• EXPLORE THE MATERIAL:
a – Answer these questions using the passage on UC's university rankings:
(i) In which band of the current Shanghai Rankings does UC fall?
(ii) What is UC's position in the QS rankings, both worldwide and within Australia?
(iii) Which university is at the top of the THE citations indicator this year?
b – Pick up the passage on UC's university rankings after its final sentence and continue it.

• PASSAGE PROVIDED:
- Opening Delimiter -

The impressive ascent of UC is unique to THE. No serious ranking puts it in the top 200 or anywhere near. In the current Shanghai Rankings it is in the 601-700 band and has been falling for the last two years. In Webometrics it is 730th in the world and 947th for Excellence, that is publications in the 10% most cited in 25 disciplines.  In  University Ranking by Academic Performance it is 899th and in the CWUR Rankings it doesn't even make the top 1,000.

Round University Ranking and Leiden Ranking do not rank UC at all.

Apart from THE UC does best in the QS rankings where it is 484th in the world and 26th in Australia.

So how could UC perform so brilliantly in THE rankings when nobody else has recognised that brilliance? What does THE know that nobody else does? Actually, it does not perform brilliantly in the THE rankings, just in the citations indicator which is supposed to measure research influence or research impact.

This year UC has a score of 99.2 which puts it in the top twenty for citations just behind Nova Southeastern University in Florida and Cankaya University in Turkey and ahead of Harvard, Princeton and Oxford. The top university this year is Aswan University in Egypt replacing Babol Noshirvani University of Technology in Iran. 

No, THE is not copying the interesting methodology of the Fortunate 500. This is the result of an absurd methodology that THE is unable or unwilling for some reason to change.

- Closing Delimiter -

• Saved entries:
- Opening Delimiter -

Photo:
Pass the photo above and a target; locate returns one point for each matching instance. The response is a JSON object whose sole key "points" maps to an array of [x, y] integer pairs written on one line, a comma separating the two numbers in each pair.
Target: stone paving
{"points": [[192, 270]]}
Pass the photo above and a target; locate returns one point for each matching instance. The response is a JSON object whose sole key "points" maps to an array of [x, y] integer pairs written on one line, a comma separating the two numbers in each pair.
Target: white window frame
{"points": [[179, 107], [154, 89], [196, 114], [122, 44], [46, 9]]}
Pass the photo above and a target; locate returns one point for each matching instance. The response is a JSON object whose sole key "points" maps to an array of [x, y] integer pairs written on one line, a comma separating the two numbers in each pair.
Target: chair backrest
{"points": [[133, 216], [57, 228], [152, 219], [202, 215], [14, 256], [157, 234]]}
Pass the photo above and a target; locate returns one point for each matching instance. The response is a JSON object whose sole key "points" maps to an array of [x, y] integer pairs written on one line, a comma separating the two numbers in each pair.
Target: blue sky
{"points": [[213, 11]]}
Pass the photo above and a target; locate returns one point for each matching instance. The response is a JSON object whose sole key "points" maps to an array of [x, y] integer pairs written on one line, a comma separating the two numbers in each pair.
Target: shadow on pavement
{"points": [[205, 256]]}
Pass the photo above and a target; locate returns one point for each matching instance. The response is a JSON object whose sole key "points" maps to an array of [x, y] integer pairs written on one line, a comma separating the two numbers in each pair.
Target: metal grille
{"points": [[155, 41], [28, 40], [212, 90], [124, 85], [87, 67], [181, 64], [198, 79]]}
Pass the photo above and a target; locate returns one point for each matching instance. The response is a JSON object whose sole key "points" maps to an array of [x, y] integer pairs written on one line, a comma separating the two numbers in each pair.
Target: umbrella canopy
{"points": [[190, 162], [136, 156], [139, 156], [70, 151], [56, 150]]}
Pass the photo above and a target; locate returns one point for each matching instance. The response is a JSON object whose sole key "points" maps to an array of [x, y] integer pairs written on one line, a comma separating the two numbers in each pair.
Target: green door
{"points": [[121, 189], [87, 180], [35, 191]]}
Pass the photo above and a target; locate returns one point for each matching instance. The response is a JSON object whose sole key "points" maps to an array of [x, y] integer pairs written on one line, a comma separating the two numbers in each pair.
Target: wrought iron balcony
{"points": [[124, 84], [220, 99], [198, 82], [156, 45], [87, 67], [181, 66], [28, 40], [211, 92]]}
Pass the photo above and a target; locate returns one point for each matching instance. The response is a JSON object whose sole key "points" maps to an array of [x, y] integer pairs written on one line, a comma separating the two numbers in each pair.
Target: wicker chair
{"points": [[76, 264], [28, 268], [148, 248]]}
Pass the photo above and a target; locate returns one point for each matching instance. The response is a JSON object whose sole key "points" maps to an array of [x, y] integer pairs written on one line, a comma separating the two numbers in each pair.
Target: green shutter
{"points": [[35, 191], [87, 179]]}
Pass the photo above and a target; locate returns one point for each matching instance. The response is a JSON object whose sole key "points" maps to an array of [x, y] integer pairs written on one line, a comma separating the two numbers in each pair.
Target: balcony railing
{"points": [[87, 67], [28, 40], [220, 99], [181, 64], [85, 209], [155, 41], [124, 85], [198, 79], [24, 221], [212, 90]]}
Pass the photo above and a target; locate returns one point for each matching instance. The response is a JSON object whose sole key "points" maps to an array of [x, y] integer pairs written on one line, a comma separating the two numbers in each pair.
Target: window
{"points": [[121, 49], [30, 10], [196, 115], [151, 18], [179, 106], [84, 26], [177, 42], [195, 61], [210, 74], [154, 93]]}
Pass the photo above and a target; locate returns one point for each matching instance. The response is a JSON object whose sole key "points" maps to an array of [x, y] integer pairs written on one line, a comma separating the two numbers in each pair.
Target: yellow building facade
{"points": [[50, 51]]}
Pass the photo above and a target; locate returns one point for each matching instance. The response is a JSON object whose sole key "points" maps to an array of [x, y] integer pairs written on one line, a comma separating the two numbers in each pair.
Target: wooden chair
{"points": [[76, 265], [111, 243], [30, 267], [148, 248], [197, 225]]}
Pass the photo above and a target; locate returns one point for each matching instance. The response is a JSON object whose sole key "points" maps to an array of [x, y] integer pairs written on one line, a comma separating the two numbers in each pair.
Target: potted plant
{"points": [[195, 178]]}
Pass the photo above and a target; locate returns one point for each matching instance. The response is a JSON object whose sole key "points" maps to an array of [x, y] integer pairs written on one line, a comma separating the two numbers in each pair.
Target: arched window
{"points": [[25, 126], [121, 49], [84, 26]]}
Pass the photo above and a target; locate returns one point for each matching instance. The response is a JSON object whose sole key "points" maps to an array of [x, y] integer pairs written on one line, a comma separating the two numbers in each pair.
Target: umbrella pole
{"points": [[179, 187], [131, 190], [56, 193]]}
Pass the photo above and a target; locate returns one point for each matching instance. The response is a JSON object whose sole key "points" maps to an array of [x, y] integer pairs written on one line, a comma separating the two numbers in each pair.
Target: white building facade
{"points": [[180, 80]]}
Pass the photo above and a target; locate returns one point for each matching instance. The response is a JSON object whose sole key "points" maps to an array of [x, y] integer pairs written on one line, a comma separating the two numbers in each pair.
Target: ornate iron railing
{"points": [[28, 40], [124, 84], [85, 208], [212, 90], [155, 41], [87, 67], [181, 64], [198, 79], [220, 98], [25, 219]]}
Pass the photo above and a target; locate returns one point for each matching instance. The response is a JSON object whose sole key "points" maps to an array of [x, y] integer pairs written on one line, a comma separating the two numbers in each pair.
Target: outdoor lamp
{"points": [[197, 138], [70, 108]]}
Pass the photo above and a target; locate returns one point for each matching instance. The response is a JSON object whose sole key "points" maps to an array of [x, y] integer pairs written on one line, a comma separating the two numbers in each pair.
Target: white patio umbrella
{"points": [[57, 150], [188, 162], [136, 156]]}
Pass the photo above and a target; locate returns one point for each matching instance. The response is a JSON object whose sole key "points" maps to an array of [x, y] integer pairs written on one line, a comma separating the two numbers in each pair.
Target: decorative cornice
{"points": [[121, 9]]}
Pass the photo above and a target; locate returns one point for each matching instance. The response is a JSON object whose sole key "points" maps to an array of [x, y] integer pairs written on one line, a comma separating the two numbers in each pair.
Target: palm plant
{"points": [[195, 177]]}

- Closing Delimiter -

• ANSWERS:
a –
(i) UC is in the 601-700 band.
(ii) UC is 484th in the world and 26th in Australia.
(iii) Aswan University in Egypt is at the top.

b –
THE has a self-inflicted  problem with  a small number of papers that have hundreds or thousands of "authors" and collect thousands of citations. Some of these are from the CERN project and THE has dealt with them  by using a modified form of fractional counting for papers with more than a thousand authors. That has removed the privilege of institutions that contribut to CERN projects but has replaced it with the privilege of those that contribute to the Global Burden of Disease Study (GBDS) whose papers tend to have hundreds but not thousands of contributors and sometimes receive over a thousand citations. As a result, places like Tokyo Metropolitan University, National Research University MEPhI and Royal Holloway London have been replaced as citation super stars by St Georges' London, Brighton and Sussex Medical School, and Oregon Health and Science University.

It would be a simple matter to apply fractional counting to all papers, dividing the number of citations by the number of authors. After all Leiden Ranking and Nature Index manage to do it but THE for some reason has chosen not to follow.

The problem is compounded by counting self-citations, by hyper-normalisation so that the chances of hitting the jackpot with an unusually highly cited paper are increased, and by the country bonus that boosts the scores for universities by virtue of their location in low scoring countries. 

And so to UC's apparent success this year. This is entirely the result of it's citation score which is entirely dependent on THE's methodology.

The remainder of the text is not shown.